▸ CHALLENGE: Quote, word for word, every line starting at the line that contains "bottle neck above? Mark it with a dot." and ending with the last line of the records; include both of these lines and no others.

▸ DATA IN THIS EXERCISE:
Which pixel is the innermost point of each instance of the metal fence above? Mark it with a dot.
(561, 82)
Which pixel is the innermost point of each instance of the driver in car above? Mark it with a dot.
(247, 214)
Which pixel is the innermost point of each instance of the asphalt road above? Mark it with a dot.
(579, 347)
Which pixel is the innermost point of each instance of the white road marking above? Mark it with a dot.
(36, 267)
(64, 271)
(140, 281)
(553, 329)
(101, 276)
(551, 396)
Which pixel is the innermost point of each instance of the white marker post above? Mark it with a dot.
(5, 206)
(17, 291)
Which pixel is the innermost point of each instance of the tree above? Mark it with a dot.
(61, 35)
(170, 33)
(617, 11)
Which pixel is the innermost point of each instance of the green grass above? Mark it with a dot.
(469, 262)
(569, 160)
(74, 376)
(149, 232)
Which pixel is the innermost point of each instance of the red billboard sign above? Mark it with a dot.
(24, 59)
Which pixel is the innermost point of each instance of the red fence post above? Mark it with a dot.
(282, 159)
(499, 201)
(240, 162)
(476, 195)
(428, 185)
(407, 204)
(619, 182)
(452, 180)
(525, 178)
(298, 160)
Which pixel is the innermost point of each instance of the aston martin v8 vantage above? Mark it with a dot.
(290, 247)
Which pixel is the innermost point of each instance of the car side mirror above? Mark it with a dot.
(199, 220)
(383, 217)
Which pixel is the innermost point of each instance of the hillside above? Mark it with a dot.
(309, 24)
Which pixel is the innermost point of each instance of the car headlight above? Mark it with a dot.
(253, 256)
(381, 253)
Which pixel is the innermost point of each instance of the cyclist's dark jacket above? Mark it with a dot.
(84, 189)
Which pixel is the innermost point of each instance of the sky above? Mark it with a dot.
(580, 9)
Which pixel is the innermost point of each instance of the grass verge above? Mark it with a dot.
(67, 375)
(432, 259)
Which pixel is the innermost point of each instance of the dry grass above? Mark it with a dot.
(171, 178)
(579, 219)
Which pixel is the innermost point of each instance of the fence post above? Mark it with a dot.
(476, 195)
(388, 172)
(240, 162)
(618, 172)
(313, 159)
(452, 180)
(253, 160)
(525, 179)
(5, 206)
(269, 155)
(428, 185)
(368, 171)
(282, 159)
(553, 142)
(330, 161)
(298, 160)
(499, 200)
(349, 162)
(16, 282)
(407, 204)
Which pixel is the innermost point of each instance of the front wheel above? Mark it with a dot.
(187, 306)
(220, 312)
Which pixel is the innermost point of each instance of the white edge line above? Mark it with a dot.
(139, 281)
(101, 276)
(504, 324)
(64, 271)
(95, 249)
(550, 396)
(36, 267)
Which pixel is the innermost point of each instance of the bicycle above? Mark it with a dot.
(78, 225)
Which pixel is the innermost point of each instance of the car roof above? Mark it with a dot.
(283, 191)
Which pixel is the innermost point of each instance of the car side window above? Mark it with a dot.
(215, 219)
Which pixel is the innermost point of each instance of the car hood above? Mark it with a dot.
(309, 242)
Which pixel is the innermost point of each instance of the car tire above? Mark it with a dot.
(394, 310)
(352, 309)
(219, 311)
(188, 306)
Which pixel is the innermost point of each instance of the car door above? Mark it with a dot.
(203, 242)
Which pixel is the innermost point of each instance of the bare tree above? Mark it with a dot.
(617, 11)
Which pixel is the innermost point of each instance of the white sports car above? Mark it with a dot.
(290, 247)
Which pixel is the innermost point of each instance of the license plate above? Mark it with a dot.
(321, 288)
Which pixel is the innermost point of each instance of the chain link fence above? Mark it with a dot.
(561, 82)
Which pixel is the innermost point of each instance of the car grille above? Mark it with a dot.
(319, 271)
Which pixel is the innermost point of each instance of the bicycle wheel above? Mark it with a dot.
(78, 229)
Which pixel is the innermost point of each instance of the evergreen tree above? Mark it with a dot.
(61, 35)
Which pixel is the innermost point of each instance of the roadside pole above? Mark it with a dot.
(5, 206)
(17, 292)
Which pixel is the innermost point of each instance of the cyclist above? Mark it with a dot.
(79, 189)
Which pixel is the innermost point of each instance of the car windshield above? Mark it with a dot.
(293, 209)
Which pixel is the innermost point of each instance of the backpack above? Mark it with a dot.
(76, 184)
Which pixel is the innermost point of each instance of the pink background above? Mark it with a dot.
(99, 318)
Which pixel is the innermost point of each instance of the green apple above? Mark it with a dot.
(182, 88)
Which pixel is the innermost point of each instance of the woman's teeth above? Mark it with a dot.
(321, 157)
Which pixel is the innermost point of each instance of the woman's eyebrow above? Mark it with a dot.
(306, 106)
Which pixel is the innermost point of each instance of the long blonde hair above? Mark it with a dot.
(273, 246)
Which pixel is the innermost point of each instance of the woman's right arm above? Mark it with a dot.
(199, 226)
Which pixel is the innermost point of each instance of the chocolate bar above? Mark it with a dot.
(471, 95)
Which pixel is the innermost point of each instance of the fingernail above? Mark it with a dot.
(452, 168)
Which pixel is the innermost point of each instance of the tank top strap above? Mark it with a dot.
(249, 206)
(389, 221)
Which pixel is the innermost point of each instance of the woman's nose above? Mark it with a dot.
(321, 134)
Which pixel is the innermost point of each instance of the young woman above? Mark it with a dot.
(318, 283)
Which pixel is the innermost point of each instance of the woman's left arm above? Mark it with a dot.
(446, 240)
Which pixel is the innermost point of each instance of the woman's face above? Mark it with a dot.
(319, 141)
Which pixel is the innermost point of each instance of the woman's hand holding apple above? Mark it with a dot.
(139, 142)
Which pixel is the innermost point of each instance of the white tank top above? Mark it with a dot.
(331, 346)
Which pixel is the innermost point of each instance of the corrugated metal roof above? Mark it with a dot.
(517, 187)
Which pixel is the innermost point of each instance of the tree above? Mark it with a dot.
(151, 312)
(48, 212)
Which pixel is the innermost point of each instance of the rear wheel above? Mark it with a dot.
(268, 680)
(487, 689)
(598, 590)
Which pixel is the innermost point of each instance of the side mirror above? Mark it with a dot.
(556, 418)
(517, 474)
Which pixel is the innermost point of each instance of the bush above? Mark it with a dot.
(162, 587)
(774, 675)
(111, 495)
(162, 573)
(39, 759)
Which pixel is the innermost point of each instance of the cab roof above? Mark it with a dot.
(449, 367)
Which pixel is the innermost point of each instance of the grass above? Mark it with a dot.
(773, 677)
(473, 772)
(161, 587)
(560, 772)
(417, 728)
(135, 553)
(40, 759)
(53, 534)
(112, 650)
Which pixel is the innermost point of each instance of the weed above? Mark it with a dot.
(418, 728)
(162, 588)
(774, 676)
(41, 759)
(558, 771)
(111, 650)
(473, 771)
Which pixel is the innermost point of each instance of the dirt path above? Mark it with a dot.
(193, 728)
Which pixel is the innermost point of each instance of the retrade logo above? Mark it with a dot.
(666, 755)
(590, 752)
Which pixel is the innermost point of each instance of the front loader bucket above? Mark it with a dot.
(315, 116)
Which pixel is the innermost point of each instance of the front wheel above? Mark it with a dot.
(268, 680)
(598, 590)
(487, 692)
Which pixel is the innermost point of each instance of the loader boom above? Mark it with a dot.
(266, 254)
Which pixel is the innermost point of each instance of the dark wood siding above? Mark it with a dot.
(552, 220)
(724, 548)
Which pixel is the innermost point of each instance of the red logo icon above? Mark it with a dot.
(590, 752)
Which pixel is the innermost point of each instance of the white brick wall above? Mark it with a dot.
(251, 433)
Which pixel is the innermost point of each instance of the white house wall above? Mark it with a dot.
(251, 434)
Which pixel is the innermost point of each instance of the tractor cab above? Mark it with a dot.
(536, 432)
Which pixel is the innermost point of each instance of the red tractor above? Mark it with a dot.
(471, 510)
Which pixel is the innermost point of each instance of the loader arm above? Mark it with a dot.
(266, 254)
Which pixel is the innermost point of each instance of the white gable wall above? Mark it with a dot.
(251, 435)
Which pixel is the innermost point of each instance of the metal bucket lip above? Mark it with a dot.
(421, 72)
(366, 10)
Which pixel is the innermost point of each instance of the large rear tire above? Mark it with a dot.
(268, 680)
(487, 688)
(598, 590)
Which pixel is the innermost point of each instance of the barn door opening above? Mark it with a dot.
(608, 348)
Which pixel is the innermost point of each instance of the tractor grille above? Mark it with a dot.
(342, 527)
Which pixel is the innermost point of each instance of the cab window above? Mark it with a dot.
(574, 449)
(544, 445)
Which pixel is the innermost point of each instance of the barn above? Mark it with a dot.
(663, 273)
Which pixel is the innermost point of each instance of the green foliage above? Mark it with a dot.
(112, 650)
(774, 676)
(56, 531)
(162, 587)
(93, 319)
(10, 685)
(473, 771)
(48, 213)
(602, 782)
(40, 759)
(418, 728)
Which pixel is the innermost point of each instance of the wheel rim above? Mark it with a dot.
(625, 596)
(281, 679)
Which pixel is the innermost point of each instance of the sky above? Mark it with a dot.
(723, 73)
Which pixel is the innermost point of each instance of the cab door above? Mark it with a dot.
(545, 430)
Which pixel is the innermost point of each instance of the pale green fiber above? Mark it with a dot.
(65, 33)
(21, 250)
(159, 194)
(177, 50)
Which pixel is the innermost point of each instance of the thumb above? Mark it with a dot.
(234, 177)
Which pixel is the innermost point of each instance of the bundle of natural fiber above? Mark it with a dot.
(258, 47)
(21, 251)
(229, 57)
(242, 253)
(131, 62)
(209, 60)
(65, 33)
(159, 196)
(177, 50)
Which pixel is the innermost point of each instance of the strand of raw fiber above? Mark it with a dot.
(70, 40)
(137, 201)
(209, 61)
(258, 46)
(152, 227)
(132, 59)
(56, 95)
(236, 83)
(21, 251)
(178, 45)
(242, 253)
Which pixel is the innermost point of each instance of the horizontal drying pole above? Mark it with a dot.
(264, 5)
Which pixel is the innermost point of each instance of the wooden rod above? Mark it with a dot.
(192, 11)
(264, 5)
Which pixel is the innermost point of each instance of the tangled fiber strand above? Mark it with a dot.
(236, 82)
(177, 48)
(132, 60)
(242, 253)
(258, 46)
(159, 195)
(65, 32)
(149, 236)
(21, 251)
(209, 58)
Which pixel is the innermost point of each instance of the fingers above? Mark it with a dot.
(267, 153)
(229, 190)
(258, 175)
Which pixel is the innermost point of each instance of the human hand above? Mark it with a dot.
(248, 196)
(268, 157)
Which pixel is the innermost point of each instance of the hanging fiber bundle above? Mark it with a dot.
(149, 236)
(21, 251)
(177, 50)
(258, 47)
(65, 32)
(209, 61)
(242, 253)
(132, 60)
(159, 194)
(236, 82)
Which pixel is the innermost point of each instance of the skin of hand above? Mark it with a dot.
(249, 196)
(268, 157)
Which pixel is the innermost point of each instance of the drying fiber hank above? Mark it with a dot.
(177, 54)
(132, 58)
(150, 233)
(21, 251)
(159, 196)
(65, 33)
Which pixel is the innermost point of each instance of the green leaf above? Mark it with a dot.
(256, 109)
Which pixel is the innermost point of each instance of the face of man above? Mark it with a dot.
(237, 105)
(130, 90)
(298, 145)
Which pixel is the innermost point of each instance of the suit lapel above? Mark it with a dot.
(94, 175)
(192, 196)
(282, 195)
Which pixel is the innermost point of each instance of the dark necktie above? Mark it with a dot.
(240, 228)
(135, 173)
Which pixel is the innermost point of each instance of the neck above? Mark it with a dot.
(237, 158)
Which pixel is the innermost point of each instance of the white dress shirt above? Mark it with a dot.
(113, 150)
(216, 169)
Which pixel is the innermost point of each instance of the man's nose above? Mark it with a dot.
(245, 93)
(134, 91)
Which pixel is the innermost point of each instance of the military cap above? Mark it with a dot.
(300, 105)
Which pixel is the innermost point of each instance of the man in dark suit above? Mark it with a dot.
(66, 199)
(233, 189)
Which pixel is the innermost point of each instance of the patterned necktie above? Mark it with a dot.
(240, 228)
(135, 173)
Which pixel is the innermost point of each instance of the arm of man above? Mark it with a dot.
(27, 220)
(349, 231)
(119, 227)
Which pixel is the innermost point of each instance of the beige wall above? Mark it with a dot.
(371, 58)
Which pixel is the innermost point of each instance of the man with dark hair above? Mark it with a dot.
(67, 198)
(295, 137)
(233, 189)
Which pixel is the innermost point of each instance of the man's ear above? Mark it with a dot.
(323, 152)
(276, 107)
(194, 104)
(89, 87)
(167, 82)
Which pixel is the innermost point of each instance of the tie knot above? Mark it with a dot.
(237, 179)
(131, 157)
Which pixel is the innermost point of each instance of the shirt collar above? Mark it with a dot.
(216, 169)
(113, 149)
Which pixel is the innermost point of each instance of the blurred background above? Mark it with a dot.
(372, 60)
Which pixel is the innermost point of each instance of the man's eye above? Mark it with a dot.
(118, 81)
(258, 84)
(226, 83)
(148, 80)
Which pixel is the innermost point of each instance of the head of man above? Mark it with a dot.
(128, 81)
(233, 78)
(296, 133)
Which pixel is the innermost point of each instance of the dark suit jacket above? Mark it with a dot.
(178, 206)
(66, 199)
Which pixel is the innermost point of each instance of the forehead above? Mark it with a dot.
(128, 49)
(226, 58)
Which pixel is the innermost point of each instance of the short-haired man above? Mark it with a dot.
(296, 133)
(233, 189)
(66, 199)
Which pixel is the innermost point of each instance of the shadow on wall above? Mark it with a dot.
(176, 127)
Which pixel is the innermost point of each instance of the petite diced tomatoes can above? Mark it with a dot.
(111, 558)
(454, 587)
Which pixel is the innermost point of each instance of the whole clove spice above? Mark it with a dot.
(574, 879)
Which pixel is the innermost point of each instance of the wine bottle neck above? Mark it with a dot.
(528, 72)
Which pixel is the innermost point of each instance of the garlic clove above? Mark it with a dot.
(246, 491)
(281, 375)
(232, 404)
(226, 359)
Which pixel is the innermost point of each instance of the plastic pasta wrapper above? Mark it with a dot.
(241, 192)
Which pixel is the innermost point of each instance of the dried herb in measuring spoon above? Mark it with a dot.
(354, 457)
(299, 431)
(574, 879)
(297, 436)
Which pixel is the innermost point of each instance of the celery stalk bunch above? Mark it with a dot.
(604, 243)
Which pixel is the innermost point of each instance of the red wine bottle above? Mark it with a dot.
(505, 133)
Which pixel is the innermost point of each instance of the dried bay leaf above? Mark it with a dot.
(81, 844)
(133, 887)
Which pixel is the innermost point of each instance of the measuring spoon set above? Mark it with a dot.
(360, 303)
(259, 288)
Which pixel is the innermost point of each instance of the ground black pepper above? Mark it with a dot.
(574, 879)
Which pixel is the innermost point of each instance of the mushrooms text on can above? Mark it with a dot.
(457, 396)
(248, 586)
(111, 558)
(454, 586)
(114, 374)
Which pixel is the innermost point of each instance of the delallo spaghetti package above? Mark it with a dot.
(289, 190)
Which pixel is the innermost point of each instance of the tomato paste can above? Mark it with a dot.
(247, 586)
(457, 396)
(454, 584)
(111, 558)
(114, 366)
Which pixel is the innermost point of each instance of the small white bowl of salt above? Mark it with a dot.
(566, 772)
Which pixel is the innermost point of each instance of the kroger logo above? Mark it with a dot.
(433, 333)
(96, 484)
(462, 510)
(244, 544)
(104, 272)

▸ COMPLETE OUTPUT:
Which pixel is the innermost point of each instance of the wine bottle neck above? Mark it with a dot.
(528, 72)
Which pixel is the innermost point of each instance of the garlic clove above? Mark it with a dot.
(246, 491)
(281, 375)
(232, 404)
(226, 359)
Which pixel is the innermost point of each instance of the plastic pasta wrapper above? Mark it with a dot.
(241, 192)
Which pixel is the innermost point of each instance of the dried herb in measuring spoon above? Mark it with a dot.
(354, 457)
(299, 431)
(574, 879)
(297, 436)
Which pixel is the innermost point of each instance of the celery stalk bunch above? Mark it with a dot.
(604, 243)
Which pixel is the innermost point of each instance of the red wine bottle above? Mark it with a dot.
(505, 133)
Which pixel is the innermost point of each instance of the dried bay leaf above? Mark it with a dot.
(81, 844)
(133, 887)
Which pixel is the innermost point of each instance of the measuring spoon set above? Mark it with a dot.
(360, 303)
(259, 288)
Which pixel is the innermost point of each instance of the ground black pepper above? Mark it with a dot.
(574, 879)
Which pixel is the innermost point of each instance of the mushrooms text on can above? Mark it with a dot.
(457, 396)
(248, 586)
(111, 558)
(454, 586)
(114, 374)
Which pixel is the innermost point of each instance of the delallo spaghetti package above? Mark it with a dot.
(289, 190)
Which pixel is the innermost point of each instance of the tomato paste can above? Mark it with a dot.
(247, 586)
(457, 396)
(454, 584)
(111, 558)
(114, 366)
Which pixel is the innermost point of each instance of the small white bowl of salt above? Mark it with a dot.
(566, 772)
Which pixel is the innermost point of each instance of the kroger logo above? Mark it with a dot.
(433, 333)
(96, 484)
(462, 510)
(244, 544)
(104, 272)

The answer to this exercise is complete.